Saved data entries
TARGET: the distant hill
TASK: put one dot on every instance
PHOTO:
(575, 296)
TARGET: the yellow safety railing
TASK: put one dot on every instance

→ WHAT IS NEEDED: A verbatim copy of all the entries above is requested.

→ TASK ANSWER:
TARGET: the distant hill
TASK: put one dot on every instance
PHOTO:
(575, 296)
TARGET: the yellow safety railing
TASK: put one dot on every instance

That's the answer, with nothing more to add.